Records contained in a dataset:
== Segment start ==
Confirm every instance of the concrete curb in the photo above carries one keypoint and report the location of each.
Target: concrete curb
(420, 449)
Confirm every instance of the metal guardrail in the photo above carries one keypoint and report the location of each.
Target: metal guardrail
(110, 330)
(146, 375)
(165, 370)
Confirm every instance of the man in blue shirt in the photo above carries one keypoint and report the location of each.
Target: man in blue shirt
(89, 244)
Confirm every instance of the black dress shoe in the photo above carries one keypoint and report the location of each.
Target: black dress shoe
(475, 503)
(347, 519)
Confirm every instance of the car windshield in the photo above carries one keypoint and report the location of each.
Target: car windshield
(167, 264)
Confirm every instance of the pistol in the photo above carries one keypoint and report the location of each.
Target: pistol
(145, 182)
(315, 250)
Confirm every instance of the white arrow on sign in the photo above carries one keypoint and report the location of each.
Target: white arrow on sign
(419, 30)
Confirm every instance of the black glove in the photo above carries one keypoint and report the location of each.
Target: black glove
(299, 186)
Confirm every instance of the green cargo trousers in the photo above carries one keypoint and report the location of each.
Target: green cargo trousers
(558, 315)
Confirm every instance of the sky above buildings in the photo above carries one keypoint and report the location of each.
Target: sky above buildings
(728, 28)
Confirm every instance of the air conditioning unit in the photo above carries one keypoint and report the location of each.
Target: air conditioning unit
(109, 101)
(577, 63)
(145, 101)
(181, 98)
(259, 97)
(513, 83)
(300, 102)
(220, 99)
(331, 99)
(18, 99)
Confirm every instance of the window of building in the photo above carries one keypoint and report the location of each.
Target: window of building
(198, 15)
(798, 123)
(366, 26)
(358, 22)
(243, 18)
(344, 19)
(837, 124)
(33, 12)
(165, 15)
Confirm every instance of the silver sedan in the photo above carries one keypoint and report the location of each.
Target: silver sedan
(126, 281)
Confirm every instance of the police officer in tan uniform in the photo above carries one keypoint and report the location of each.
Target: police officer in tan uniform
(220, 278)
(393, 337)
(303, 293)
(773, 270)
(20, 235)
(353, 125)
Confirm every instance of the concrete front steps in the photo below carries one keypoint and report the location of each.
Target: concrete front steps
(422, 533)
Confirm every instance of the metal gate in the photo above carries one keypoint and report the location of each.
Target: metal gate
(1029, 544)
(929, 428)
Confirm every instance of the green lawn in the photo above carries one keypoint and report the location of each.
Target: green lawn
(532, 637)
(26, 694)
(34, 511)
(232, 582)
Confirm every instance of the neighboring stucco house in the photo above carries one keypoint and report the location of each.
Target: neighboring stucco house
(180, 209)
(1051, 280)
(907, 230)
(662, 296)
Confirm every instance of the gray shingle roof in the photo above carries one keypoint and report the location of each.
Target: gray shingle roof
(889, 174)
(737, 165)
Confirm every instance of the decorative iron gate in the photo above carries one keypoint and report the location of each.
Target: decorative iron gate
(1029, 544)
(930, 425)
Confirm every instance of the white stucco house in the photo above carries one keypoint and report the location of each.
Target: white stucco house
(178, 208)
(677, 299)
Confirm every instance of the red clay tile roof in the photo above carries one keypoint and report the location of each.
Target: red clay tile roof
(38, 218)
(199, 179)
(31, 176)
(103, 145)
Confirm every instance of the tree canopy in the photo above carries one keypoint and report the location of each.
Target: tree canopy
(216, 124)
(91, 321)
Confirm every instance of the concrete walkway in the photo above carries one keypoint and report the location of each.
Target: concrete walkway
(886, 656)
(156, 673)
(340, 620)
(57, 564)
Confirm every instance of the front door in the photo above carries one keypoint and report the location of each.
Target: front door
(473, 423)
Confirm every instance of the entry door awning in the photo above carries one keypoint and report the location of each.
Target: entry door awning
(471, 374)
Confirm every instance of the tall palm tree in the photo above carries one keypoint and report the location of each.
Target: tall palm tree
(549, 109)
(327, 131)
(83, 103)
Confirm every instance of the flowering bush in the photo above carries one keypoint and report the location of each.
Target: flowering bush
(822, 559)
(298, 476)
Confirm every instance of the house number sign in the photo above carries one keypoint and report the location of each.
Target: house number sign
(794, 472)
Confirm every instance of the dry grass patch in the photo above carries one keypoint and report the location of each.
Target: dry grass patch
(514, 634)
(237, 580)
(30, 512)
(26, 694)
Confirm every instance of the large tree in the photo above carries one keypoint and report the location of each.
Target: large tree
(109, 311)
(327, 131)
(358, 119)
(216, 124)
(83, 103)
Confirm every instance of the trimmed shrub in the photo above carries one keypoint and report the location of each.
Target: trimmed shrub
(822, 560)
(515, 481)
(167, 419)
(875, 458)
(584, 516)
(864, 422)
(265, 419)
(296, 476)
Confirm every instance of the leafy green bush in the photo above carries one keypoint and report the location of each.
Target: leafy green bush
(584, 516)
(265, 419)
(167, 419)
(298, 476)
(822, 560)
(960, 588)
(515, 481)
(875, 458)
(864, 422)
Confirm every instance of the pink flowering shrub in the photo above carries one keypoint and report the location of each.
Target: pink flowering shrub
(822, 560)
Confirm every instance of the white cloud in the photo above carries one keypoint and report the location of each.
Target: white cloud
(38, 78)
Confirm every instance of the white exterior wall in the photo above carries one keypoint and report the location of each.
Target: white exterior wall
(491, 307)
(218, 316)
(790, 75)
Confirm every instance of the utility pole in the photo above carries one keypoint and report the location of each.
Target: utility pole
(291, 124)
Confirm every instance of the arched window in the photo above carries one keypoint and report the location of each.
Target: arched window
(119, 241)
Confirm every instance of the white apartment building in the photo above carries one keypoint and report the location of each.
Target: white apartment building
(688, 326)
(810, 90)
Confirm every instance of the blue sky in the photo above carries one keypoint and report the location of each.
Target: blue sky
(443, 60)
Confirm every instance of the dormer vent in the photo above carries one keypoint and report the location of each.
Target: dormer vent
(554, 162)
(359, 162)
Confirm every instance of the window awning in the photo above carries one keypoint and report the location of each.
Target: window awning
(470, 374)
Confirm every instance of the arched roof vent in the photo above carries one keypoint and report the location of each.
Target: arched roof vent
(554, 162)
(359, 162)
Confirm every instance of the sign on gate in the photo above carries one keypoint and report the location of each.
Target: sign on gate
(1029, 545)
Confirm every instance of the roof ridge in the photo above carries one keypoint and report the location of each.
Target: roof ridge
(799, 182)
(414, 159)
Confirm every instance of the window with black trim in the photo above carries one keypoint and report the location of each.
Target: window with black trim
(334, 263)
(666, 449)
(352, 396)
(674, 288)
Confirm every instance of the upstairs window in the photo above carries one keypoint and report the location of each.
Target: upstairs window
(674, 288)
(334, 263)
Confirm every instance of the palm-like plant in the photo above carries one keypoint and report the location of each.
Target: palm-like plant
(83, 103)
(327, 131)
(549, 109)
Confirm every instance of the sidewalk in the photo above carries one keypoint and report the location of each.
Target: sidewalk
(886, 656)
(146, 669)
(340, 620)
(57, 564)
== Segment end ==
Your task is to extract all of the records exactly.

Confirm every instance of the concrete curb in the photo above carries one keypoint and report the location of each.
Target: concrete curb
(420, 449)
Confirm every instance of the metal guardrail in the photo above carries one keypoint and report the location of each.
Target: metal guardrail
(110, 330)
(146, 375)
(165, 370)
Confirm every instance of the man in blue shirt in the photo above carries one keypoint and report the location of each.
Target: man in blue shirt
(89, 244)
Confirm every instance of the black dress shoe in the photo above carries one keypoint and report the location of each.
Target: black dress shoe
(475, 503)
(347, 519)
Confirm every instance of the car windshield in the photo above carries one keypoint and report the location of each.
Target: car windshield
(167, 264)
Confirm every instance of the pistol in the photo above carries one keypoint and report the location of each.
Target: pistol
(145, 182)
(315, 250)
Confirm every instance of the white arrow on sign in the photo above carries one keypoint and report the location of each.
Target: white arrow on sign
(419, 30)
Confirm every instance of the black glove in the photo above carries one keypoint and report the location of each.
Target: black glove
(299, 186)
Confirm every instance of the green cargo trousers in the photo above carries one keypoint and report the location of each.
Target: green cargo trousers
(558, 315)
Confirm every instance of the sky above buildings in the photo above carries one keypoint and report the location of each.
Target: sky above buildings
(728, 28)
Confirm every instance of the air conditioning unit in the photo above carries one keypoint and report the location of each.
Target: air conditioning unit
(109, 101)
(577, 63)
(145, 101)
(181, 98)
(259, 97)
(513, 83)
(300, 102)
(220, 99)
(331, 99)
(18, 99)
Confirm every instance of the window of building in the photo above carries one keypoint and report the location of each.
Target: window of building
(198, 15)
(798, 123)
(366, 26)
(358, 22)
(243, 18)
(344, 19)
(837, 124)
(33, 12)
(165, 15)
Confirm every instance of the silver sedan in the photo above carries one keypoint and report the location of each.
Target: silver sedan
(126, 281)
Confirm every instance of the police officer in tan uniform in the photo above carries one keypoint and report the location of each.
Target: police officer in tan uniform
(220, 278)
(393, 337)
(303, 293)
(773, 270)
(20, 235)
(353, 125)
Confirm every instance of the concrete front steps in the photo below carries one keypoint and report the location of each.
Target: concrete front steps
(422, 533)
Confirm every instance of the metal gate in the photo above carries one keypoint and report the location of each.
Target: metal gate
(1029, 544)
(929, 428)
Confirm every instance of the green lawn in the photo above carries one keypoint and report the location of each.
Target: green lawn
(532, 637)
(26, 694)
(34, 511)
(232, 582)
Confirm every instance of the neighboring stucco house in the photo above carries one keypoint and report the location of each.
Target: neighboring stucco house
(180, 209)
(1051, 280)
(907, 230)
(662, 296)
Confirm every instance of the gray shingle roof in the photo above carries one keypoint and report the location of each.
Target: gray shingle roof
(889, 174)
(737, 165)
Confirm every instance of the decorative iron gate in the photo above carries one keypoint and report the location of each.
Target: decorative iron gate
(1029, 544)
(930, 425)
Confirm every instance of the white stucco house in the photo above carries one keypoint and report the location of each.
Target: white stucco house
(178, 208)
(677, 299)
Confirm every instance of the red clay tile roof in the photo above carries one keypoint and report the location of each.
Target: red clay tile roof
(38, 218)
(199, 179)
(31, 176)
(103, 145)
Confirm every instance of the tree canopy in the photo above carries one keypoint and report the location of each.
Target: tree canopy
(216, 124)
(91, 321)
Confirm every instance of the concrete walkway in the photo above carries one keypoint and report the location of each.
Target: concrete walkway
(886, 656)
(156, 673)
(340, 620)
(57, 564)
Confirm every instance of the front door in the photo above carries one keypoint and report the location of each.
Target: front door
(473, 423)
Confirm every instance of the entry door awning in the photo above carries one keypoint and report the location of each.
Target: entry door awning
(471, 374)
Confirm every instance of the tall palm tree in the photo above carries one keypoint and report the location of each.
Target: tall palm tree
(549, 109)
(327, 131)
(83, 103)
Confirm every instance of the flowering bush in the photo above carries one keypoint and report the location of each.
Target: flowering bush
(822, 559)
(298, 476)
Confirm every instance of the house number sign in the photo above carries one keypoint and report the location of each.
Target: house number sign
(794, 472)
Confirm every instance of the dry grass patch in the photo above carries one keypoint and report the location of each.
Target: dry grass patch
(514, 634)
(237, 580)
(30, 512)
(26, 694)
Confirm every instance of the large tree in the photo above carries one keypoint and report the location of each.
Target: large tree
(109, 311)
(327, 131)
(358, 119)
(216, 124)
(83, 103)
Confirm every instance of the trimmed shrub in the photo above carries one keypoint and report the location of each.
Target: trimmed shrub
(822, 560)
(515, 481)
(167, 419)
(875, 458)
(584, 516)
(864, 422)
(265, 419)
(296, 476)
Confirm every instance of the leafy green bush in the photo above carries one keypoint and report the location of each.
Target: leafy green bush
(584, 516)
(265, 419)
(167, 419)
(298, 476)
(822, 560)
(960, 588)
(515, 481)
(875, 458)
(864, 422)
Confirm every instance of the pink flowering shrub in the photo above carries one keypoint and report the location of each.
Target: pink flowering shrub
(822, 560)
Confirm every instance of the white cloud in the photo above carries one keypoint and report the location of each.
Target: white cloud
(38, 78)
Confirm every instance of the white exterior wall in the photo above carries one keypoint and report the location of each.
Target: white exterior wall
(491, 307)
(218, 316)
(790, 75)
Confirm every instance of the utility pole in the photo above carries one keypoint and report the location of each.
Target: utility pole
(291, 124)
Confirm every instance of the arched window in the photo above carries one keypoint and report the location of each.
Target: arched window
(119, 241)
Confirm every instance of the white apartment building in the photo above carries one keypoint and report the location of each.
Target: white apartment building
(688, 326)
(810, 90)
Confirm every instance of the blue sky in the photo above carries one keypoint and report the location of each.
Target: blue sky
(443, 60)
Confirm every instance of the dormer vent in the photo above carries one keypoint and report the location of each.
Target: dormer vent
(554, 162)
(359, 162)
Confirm every instance of the window awning in the photo above carries one keypoint and report the location of each.
Target: window awning
(470, 374)
Confirm every instance of the arched roof vent in the photo above carries one keypoint and report the location of each.
Target: arched roof vent
(554, 162)
(359, 162)
Confirm every instance of the sign on gate in the photo above carries one keypoint and report the location of each.
Target: sign on gate
(1029, 545)
Confirm every instance of the roof ridge in the photo above carries one keypoint and report the location of each.
Target: roof ridge
(799, 182)
(414, 159)
Confirm every instance of the window with black trim in the photo above carries one keypoint and report the location of each.
Target: window with black trim
(334, 263)
(666, 449)
(352, 396)
(674, 288)
Confirm every instance of the upstairs window in the photo above carries one keypoint and report the location of each.
Target: upstairs window
(674, 288)
(334, 263)
Confirm every instance of the palm-like plant in the photo above carries one keypoint and report the location of each.
Target: palm-like plant
(83, 103)
(327, 131)
(549, 109)
Confirm every instance of the sidewalk in the photo above carries one keypoint and report the location of each.
Target: sidewalk
(886, 656)
(146, 669)
(340, 620)
(57, 564)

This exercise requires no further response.